PROBLEMS AND TASKS |
a - Reproduce a passage from the editorial on Bush's AIDS funding without changes. Begin at the words "In June Bush" and stop after the words "in budget negotiations.".
b - Which people does the editorial on Bush's AIDS funding name with both a first and a last name? List every one.
c - Continue the editorial on Bush's AIDS funding, starting after its last sentence.

The Nation
February 24, 2003
George W. Bush's surprise State of the Union announcement of $10 billion in
new funding for the global AIDS crisis was masterful, lending an air of
humanitarian internationalism to his bellicose foreign policy. The White
House, however, offered scant information on its Emergency Plan for AIDS
Relief, and the all-important details will have to be worked out by Congress
in the weeks ahead. In the meantime, AIDS activists responded with a mixture
of guarded optimism and suspicion, and rightly so. Bush's announcement does
mark a significant shift, for the first time embracing treatment as a viable
and legitimate goal, as well as,apparently, the use of generic drugs. But
for Bush's words to translate into an effective AIDS plan, the
Administration will have to reverse course on a number of its policies.
Of primary concern is the Administration's record of duplicity on AIDS
funding. As Africa Action director Salih Booker points out, the White House
uses "Arthur Andersen-style accounting methods, counting old money several
times and using projections for sums that don't yet exist" when announcing
"new" aid packages. Indeed, according to the Wall Street Journal, Bush's
"budget for 2004 would reduce by about the same amount the funding that
aides had said would be sought for a separate development-aid initiative for
poor nations." Moreover, Bush's new funding is spread over five years and
begins in 2004 with only a modest increase over prior levels--less than what
was authorized by the Frist-Kerry bill, which passed the Senate last year
only to be scuttled by the White House.
This isn't the first AIDS smoke-and-mirrors ploy from this Administration.
In June Bush announced to great fanfare a $500 millioninitiative to reduce
mother-to-child HIV transmission in Africa. But just weeks earlier he had
personally intervened to reduce the mother-to-child funds in a bill
sponsored by, of all people, Jesse Helms. The treatment-access group Health
GAP reports that thisinitiative has yet to receive any funding and is tied
up in budget negotiations.

Dataset items:
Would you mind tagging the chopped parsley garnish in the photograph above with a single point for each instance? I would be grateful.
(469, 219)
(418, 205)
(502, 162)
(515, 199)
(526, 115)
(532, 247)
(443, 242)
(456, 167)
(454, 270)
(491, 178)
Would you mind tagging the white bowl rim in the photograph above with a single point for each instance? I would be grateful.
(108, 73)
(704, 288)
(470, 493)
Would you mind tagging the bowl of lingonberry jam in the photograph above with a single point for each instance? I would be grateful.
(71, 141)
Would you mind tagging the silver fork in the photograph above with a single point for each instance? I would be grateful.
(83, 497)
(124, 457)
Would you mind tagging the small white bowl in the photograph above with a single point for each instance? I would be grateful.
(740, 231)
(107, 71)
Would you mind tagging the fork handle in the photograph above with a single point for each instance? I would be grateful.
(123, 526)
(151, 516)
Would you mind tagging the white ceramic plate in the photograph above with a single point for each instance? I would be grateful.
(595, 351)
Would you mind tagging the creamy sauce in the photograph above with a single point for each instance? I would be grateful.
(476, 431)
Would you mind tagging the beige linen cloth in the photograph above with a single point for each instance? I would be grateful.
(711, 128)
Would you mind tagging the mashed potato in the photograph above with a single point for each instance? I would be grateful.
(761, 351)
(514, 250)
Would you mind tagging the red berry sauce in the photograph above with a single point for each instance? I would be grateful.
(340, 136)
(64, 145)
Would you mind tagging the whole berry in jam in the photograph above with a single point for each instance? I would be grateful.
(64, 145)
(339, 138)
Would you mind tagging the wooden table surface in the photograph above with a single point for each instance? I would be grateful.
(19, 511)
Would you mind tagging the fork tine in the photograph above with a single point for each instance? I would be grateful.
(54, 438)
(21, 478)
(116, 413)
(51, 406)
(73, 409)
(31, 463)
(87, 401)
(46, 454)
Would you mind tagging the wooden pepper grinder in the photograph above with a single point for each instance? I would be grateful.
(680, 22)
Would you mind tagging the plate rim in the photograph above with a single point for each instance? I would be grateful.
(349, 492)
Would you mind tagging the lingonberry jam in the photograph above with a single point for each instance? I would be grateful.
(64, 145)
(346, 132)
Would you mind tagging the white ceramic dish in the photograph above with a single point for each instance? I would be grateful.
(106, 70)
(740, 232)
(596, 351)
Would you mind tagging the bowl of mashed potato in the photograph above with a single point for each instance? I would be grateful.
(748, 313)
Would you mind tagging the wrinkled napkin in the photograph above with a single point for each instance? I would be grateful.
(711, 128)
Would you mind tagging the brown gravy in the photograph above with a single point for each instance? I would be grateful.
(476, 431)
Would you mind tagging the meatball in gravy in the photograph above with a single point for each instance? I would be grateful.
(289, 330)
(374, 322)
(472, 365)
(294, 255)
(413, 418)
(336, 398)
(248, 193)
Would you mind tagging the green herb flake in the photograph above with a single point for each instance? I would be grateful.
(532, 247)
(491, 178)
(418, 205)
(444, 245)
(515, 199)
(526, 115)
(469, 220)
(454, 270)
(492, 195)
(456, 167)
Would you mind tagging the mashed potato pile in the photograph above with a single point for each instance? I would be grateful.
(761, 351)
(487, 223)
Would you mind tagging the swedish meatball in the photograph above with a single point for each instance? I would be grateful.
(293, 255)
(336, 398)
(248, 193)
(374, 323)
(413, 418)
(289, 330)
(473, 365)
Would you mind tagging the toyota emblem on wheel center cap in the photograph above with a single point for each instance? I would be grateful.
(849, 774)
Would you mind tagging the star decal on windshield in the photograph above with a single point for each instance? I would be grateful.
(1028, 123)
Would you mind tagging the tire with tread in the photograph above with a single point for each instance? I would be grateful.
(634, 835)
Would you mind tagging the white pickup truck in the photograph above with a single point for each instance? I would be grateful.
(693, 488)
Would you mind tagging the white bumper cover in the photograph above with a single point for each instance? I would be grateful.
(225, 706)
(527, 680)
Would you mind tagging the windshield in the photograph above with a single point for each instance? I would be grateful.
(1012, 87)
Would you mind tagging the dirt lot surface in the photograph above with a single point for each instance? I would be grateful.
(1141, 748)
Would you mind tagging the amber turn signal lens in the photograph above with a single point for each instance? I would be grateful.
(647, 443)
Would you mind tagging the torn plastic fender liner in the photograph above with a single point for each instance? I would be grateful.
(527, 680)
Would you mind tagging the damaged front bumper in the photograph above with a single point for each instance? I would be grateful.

ANSWERS FOR THE EXERCISE |
a -
In June Bush announced to great fanfare a $500 millioninitiative to reduce
mother-to-child HIV transmission in Africa. But just weeks earlier he had
personally intervened to reduce the mother-to-child funds in a bill
sponsored by, of all people, Jesse Helms. The treatment-access group Health
GAP reports that thisinitiative has yet to receive any funding and is tied
up in budget negotiations.

b -
George W. Bush
Salih Booker
Jesse Helms

c -
Equally troubling is Bush's decision to bypass the multilateral Global Fund,
instead earmarking 90 percent of new funding for bilateral aid agreements
with fourteen African and Caribbean countries. Bush's announcement couldn't
have come at a more critical time for the fund. Having just awarded $866
million in its second round of grants, the fund reports that it "lacks the
resources to approve a third round of proposals." According to the fund's
Anil Soni, it needs at least $6.3 billion over the next two years. AIDS
activists have called on the United States to contribute $2.5 billion of
that sum, but the Administration plan offers a mere $200 million a year.
Bush's unilateralism and parsimony are all the more puzzling, since within
days of his speech, Health and Human Services Secretary Tommy Thompson was
appointed the fund's chair, putting him in charge of fundraising. Thompson's
elevation is at odds with Bush's rebuff of the fund, but Asia Russell of
Health GAP says it creates some leverage for activists. "Thompson is making
a commitment as a public health official to devote energy and resources to
combat the greatest health crisis of our time, and we're going to hold him
to his words in terms of policy and funding."
At best, Bush's plan creates a parallel and redundant funding mechanism that
will compete with the Global AIDS Fund. At worst it will be modeled after
existing USAID programs, opening the door for right-wing and Big Pharma
lobbyists, who will pressure Bush to renege on his pledge to include
generics and condoms in treatment and prevention programs, both of which are
standard elements of Global Fund grants. As recently as this past December,
US delegates blocked a WTO plan to allow developing countries to import
generics for national medical emergencies, and USAID currently has a
buy-American-only policy that will have to be revised or evaded if Bush
truly intends to purchase generics with US dollars.
Also of note, this past summer Bush stripped the UN Population Fund (UNFPA)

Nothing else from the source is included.